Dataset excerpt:
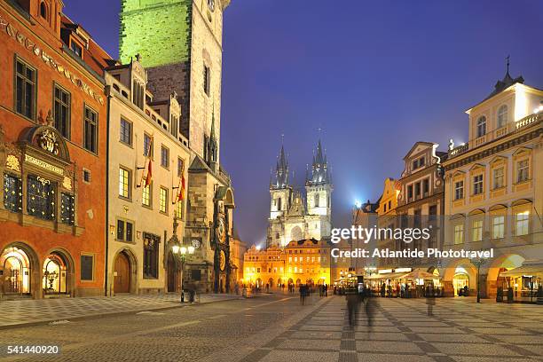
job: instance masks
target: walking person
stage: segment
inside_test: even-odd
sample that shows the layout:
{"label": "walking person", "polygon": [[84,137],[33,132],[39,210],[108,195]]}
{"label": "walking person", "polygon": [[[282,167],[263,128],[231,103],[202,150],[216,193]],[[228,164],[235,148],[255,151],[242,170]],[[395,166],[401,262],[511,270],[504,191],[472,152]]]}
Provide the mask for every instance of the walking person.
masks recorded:
{"label": "walking person", "polygon": [[427,288],[426,305],[428,306],[428,315],[433,316],[434,305],[436,305],[436,296],[434,295],[434,286]]}

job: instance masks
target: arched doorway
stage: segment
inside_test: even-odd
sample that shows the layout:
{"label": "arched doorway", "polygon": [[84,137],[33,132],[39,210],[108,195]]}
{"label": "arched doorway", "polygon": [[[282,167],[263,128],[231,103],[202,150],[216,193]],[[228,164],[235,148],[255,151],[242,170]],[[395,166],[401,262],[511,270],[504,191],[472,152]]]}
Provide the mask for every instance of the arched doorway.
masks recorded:
{"label": "arched doorway", "polygon": [[0,256],[2,288],[5,295],[30,295],[32,266],[28,254],[20,248],[4,249]]}
{"label": "arched doorway", "polygon": [[181,288],[181,271],[177,268],[177,262],[171,252],[168,253],[167,263],[168,292],[179,292]]}
{"label": "arched doorway", "polygon": [[114,269],[114,292],[115,294],[130,292],[131,274],[130,260],[126,251],[123,250],[115,258]]}
{"label": "arched doorway", "polygon": [[52,251],[43,261],[42,288],[45,295],[70,292],[70,263],[63,253]]}

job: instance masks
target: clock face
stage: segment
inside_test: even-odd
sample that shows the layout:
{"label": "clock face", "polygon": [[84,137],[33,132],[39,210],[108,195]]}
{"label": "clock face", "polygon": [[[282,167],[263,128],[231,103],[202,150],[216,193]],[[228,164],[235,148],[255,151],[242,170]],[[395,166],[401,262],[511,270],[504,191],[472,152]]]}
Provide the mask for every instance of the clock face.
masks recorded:
{"label": "clock face", "polygon": [[221,250],[221,254],[219,255],[219,268],[221,272],[224,272],[224,267],[226,266],[226,256],[224,252]]}
{"label": "clock face", "polygon": [[224,217],[219,217],[217,220],[216,237],[221,244],[226,241],[226,225],[224,224]]}

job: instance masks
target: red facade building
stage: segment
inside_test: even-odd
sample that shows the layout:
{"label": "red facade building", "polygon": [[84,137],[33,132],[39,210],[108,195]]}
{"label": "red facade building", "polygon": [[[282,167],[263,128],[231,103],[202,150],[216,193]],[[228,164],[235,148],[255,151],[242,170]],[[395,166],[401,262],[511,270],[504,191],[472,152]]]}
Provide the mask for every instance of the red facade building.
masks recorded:
{"label": "red facade building", "polygon": [[110,57],[61,0],[0,2],[0,293],[104,294]]}

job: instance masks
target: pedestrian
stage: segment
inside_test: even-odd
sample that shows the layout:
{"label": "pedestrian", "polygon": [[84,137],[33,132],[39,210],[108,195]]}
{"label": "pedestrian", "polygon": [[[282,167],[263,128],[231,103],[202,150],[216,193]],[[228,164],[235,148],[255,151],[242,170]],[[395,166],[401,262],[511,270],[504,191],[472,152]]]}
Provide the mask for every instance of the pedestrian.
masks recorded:
{"label": "pedestrian", "polygon": [[426,305],[428,306],[428,315],[433,315],[434,305],[436,305],[436,297],[434,296],[434,286],[429,287],[426,292]]}

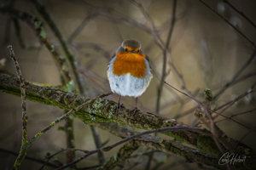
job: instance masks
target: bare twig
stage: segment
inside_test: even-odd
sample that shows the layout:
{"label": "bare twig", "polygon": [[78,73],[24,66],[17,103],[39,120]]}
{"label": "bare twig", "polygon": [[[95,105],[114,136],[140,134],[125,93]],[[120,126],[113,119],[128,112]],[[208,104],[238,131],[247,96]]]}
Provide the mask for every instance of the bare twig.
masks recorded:
{"label": "bare twig", "polygon": [[245,62],[245,64],[237,71],[237,72],[234,75],[234,76],[230,80],[219,92],[214,96],[213,100],[218,99],[221,94],[223,94],[230,85],[234,84],[236,78],[241,75],[241,73],[250,65],[250,63],[253,60],[256,54],[256,49],[253,52],[249,59]]}
{"label": "bare twig", "polygon": [[8,46],[8,48],[10,53],[10,58],[13,60],[15,65],[16,73],[20,81],[20,94],[21,94],[21,109],[22,109],[22,139],[21,139],[21,147],[20,154],[15,161],[15,163],[13,167],[13,169],[18,169],[21,162],[26,155],[26,148],[25,147],[27,144],[27,136],[26,136],[26,123],[27,123],[27,114],[26,114],[26,88],[24,83],[24,79],[21,75],[20,67],[19,65],[18,60],[15,57],[15,52],[11,45]]}
{"label": "bare twig", "polygon": [[231,7],[231,8],[233,8],[234,10],[236,10],[238,14],[240,14],[241,16],[243,16],[249,23],[251,23],[251,25],[253,25],[253,26],[254,26],[254,28],[256,28],[256,25],[248,18],[247,17],[247,15],[244,14],[244,13],[242,11],[239,11],[236,8],[235,8],[230,2],[228,2],[227,0],[224,0],[223,2],[224,2],[225,3],[227,3],[230,7]]}
{"label": "bare twig", "polygon": [[167,51],[169,51],[169,45],[170,45],[172,35],[173,29],[174,29],[175,20],[176,20],[176,15],[175,15],[176,14],[176,6],[177,6],[177,0],[174,0],[173,4],[172,4],[172,18],[171,20],[170,30],[168,32],[166,47],[165,47],[165,49],[163,50],[162,74],[161,74],[160,84],[160,86],[158,88],[158,91],[157,91],[157,101],[156,101],[156,110],[155,110],[155,111],[157,113],[160,113],[161,94],[163,91],[164,80],[166,79],[166,76]]}
{"label": "bare twig", "polygon": [[[0,148],[0,151],[1,152],[8,153],[8,154],[10,154],[10,155],[13,155],[13,156],[19,156],[18,152],[15,152],[15,151],[10,150],[7,150],[5,148]],[[45,163],[45,162],[43,161],[42,159],[35,158],[34,156],[26,156],[25,159],[32,161],[32,162],[38,162],[38,163],[41,163],[41,164]],[[54,163],[51,163],[51,162],[48,163],[46,166],[48,166],[49,167],[55,167],[55,168],[58,167],[57,165],[55,165]]]}
{"label": "bare twig", "polygon": [[246,113],[252,113],[252,112],[253,112],[255,110],[256,110],[256,108],[253,109],[253,110],[247,110],[247,111],[241,112],[241,113],[233,114],[233,115],[231,115],[230,116],[229,116],[229,117],[227,117],[227,118],[225,118],[225,119],[223,119],[223,120],[220,120],[220,121],[216,121],[215,123],[220,122],[223,122],[223,121],[226,121],[226,120],[229,120],[229,119],[234,121],[234,120],[232,119],[232,117],[237,116],[240,116],[240,115],[243,115],[243,114],[246,114]]}
{"label": "bare twig", "polygon": [[213,11],[217,15],[218,15],[222,20],[224,20],[228,25],[230,25],[232,28],[234,28],[240,35],[241,35],[245,39],[247,39],[253,46],[253,48],[256,48],[255,43],[252,42],[246,35],[244,35],[240,30],[238,30],[236,26],[234,26],[229,20],[227,20],[225,18],[224,18],[221,14],[219,14],[215,9],[213,9],[212,7],[210,7],[207,3],[203,2],[202,0],[199,0],[201,3],[203,3],[205,6],[207,6],[208,8],[210,8],[212,11]]}
{"label": "bare twig", "polygon": [[[60,168],[57,168],[57,170],[65,169],[66,167],[73,166],[73,165],[79,162],[80,161],[85,159],[89,156],[90,156],[92,154],[95,154],[95,153],[97,153],[99,151],[109,151],[113,148],[114,148],[114,147],[116,147],[116,146],[118,146],[118,145],[119,145],[121,144],[124,144],[125,142],[128,142],[130,140],[132,140],[132,139],[134,139],[136,138],[138,138],[138,137],[145,135],[145,134],[154,133],[157,133],[157,132],[169,132],[169,131],[180,131],[180,130],[189,130],[189,131],[192,131],[192,132],[201,131],[201,132],[202,129],[201,128],[189,128],[189,127],[172,127],[172,128],[159,128],[159,129],[154,129],[154,130],[143,132],[143,133],[140,133],[138,134],[133,135],[131,137],[126,138],[126,139],[125,139],[123,140],[120,140],[119,142],[117,142],[117,143],[115,143],[113,144],[111,144],[109,146],[106,146],[106,147],[103,147],[103,148],[99,148],[97,150],[89,151],[88,154],[81,156],[80,158],[79,158],[78,160],[73,162],[72,163],[69,163],[69,164],[65,165],[65,166],[63,166],[63,167],[61,167]],[[208,133],[205,133],[205,135],[212,136]]]}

# STATED PROBLEM
Pick out every line in the rows above that contains the string "building", and copy each of those lines.

# FINAL RESULT
target: red facade building
{"label": "red facade building", "polygon": [[84,137],[33,132],[39,210],[108,195]]}
{"label": "red facade building", "polygon": [[[282,167],[263,128],[231,103],[202,150],[216,193]],[[228,164],[235,148],[255,151],[242,170]],[[395,166],[401,262],[511,270],[504,191],[472,152]]]}
Provide the mask for every instance of the red facade building.
{"label": "red facade building", "polygon": [[110,57],[61,0],[0,2],[0,293],[104,294]]}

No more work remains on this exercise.